Request: Reproduce every item below word for word, but leave out the pictures.

Provided entries:
____________
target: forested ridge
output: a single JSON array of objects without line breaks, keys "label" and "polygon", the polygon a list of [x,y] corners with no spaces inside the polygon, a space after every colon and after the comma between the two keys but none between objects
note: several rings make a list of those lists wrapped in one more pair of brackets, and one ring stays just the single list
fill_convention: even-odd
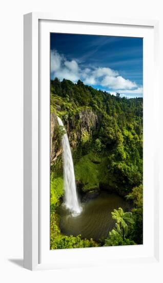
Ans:
[{"label": "forested ridge", "polygon": [[[127,99],[57,78],[51,81],[51,248],[142,243],[142,98]],[[82,193],[116,192],[132,211],[112,213],[106,239],[63,235],[56,210],[64,194],[60,139],[65,126],[77,188]]]}]

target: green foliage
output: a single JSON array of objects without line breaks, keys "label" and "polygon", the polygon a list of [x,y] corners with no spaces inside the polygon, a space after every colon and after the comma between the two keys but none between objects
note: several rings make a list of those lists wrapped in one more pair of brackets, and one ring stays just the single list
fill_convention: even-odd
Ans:
[{"label": "green foliage", "polygon": [[72,235],[57,235],[55,238],[51,239],[50,248],[51,250],[55,250],[75,247],[92,247],[99,245],[92,239],[90,240],[82,239],[80,236],[81,235],[78,235],[76,237],[74,237]]},{"label": "green foliage", "polygon": [[[116,223],[105,245],[142,243],[142,99],[120,95],[95,90],[80,80],[51,81],[51,113],[69,129],[75,179],[82,190],[111,188],[127,195],[134,206],[132,213],[114,210]],[[94,127],[82,120],[84,112],[97,117]],[[57,150],[64,133],[63,127],[55,129]],[[64,193],[62,170],[59,156],[51,168],[51,249],[96,246],[93,240],[60,233],[56,209]]]},{"label": "green foliage", "polygon": [[54,173],[50,178],[50,204],[54,207],[58,204],[59,199],[64,194],[64,181],[62,177],[54,178]]},{"label": "green foliage", "polygon": [[135,222],[132,213],[124,213],[119,207],[112,212],[112,218],[116,221],[115,227],[109,232],[105,241],[105,246],[136,244],[130,237]]},{"label": "green foliage", "polygon": [[143,193],[142,185],[133,188],[132,191],[127,196],[127,200],[131,200],[135,205],[132,209],[135,225],[132,232],[133,239],[138,244],[143,242]]}]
____________
Complete answer:
target: forested ridge
output: a single JSON array of objects without line breaks, keys "label" and "polygon", the polygon a list of [x,y] corners with no spaces inside the polygon, a space after every colon and after the comma between the two keys but none between objects
note: several rings make a list of those lists wrapped in one more pair of brackets, and one ring stays just the single list
fill_convention: even-odd
Ans:
[{"label": "forested ridge", "polygon": [[[127,99],[57,78],[51,81],[51,248],[142,243],[142,98]],[[82,193],[116,192],[132,211],[112,213],[106,239],[63,235],[56,210],[64,194],[60,139],[65,126],[77,188]]]}]

target: green foliage
output: a single JSON array of objects without line breaks, keys "label" and "polygon", the polygon a list of [x,y] corners with no spaces inside the polygon, a space after every colon and after the comma between the two keys but none between objects
note: several rings make a list of those lists wrapped in one more pair of brackets, and one ring stays just the single list
fill_convention: even-odd
Ans:
[{"label": "green foliage", "polygon": [[72,235],[57,235],[55,238],[51,239],[50,248],[51,250],[55,250],[75,247],[92,247],[99,245],[92,239],[90,240],[82,239],[80,236],[81,235],[78,235],[76,237],[74,237]]},{"label": "green foliage", "polygon": [[[116,223],[105,245],[142,243],[142,99],[120,95],[95,90],[80,80],[51,81],[51,113],[69,129],[75,179],[82,190],[111,188],[127,195],[134,206],[132,213],[114,210]],[[94,127],[82,120],[84,112],[97,117]],[[57,150],[64,133],[63,127],[55,129]],[[64,193],[62,170],[59,156],[51,168],[51,249],[96,246],[93,240],[60,233],[56,209]]]},{"label": "green foliage", "polygon": [[54,173],[50,178],[50,204],[54,207],[58,204],[59,199],[64,194],[64,181],[62,177],[54,178]]},{"label": "green foliage", "polygon": [[135,222],[132,213],[124,213],[119,207],[112,212],[112,218],[116,221],[115,227],[109,232],[105,241],[105,246],[136,244],[130,237]]},{"label": "green foliage", "polygon": [[143,193],[142,185],[133,188],[132,191],[127,196],[127,200],[131,200],[135,205],[132,209],[135,225],[132,232],[133,239],[138,244],[143,242]]}]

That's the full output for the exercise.